THE PROBLEM:
Duplicate the portion of the Eckersweiler article that opens with the words containing "Eckersweiler is an" and closes with "district's southernmost municipality.".

Eckersweiler is an Ortsgemeinde – a municipality belonging to a Verbandsgemeinde, a kind of collective municipality – in the Birkenfeld district in Rhineland-Palatinate, Germany. It belongs to the Verbandsgemeinde of Baumholder, whose seat is in the like-named town.

==Geography==

===Location===
The municipality lies in the Westrich, an historic region that encompasses areas in both Germany and France, on the boundary with the Saarland. Eckersweiler is the district's southernmost municipality.

===Neighbouring municipalities===
Eckersweiler borders in the north on the municipality of Berschweiler bei Baumholder, in the east on the municipality of Thallichtenberg (Kusel district), in the south on the municipality of Reichweiler (Kusel district) and in the west on the municipality of Freisen (Sankt Wendel district, Saarland).

==Politics==

===Municipal council===
The council is made up of 6 council members, who were elected by majority vote at the municipal election held on 7 June 2009, and the honorary mayor as chairman.

===Mayor===
Eckersweiler's mayor is Hans-Peter Bohr, and his deputies are Helmut Rausch and Paul Dinges.

===Coat of arms===
The German blazon reads: In geteiltem Schild oben ein wachsender rotbewehrter und -gezungter blauer Löwe in Silber, unten in Blau ein silberner Turm mit Turmhelm.

The municipality's arms might in English heraldic language be described thus: Per fess argent a demilion issuant from the line of partition azure armed and langued gules, and azure a tower with roof of the first.

[Saved entries]
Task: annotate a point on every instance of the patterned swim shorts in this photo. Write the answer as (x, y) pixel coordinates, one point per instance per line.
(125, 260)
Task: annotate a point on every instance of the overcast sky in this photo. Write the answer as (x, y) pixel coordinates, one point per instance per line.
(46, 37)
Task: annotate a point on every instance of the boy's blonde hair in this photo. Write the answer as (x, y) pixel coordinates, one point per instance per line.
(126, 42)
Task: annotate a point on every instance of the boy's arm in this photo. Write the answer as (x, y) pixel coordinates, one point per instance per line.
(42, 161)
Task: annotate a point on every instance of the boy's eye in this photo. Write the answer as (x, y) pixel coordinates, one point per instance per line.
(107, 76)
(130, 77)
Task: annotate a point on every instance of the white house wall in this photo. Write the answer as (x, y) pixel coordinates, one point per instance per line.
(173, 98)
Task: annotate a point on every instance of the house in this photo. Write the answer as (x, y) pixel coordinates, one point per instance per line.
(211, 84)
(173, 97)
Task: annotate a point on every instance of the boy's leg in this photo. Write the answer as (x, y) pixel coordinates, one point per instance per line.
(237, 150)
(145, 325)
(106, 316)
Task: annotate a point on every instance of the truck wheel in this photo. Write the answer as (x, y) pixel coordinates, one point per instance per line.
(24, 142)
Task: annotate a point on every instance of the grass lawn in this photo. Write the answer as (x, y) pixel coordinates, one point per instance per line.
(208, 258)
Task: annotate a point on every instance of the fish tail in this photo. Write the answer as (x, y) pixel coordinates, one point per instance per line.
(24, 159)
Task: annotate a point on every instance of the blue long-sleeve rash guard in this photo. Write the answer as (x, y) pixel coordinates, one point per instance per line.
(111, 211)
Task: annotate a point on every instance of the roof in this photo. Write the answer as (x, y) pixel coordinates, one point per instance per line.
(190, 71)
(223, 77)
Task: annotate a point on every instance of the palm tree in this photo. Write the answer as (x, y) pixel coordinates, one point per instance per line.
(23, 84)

RESPONSE TO THE EXERCISE:
Eckersweiler is an Ortsgemeinde – a municipality belonging to a Verbandsgemeinde, a kind of collective municipality – in the Birkenfeld district in Rhineland-Palatinate, Germany. It belongs to the Verbandsgemeinde of Baumholder, whose seat is in the like-named town.

==Geography==

===Location===
The municipality lies in the Westrich, an historic region that encompasses areas in both Germany and France, on the boundary with the Saarland. Eckersweiler is the district's southernmost municipality.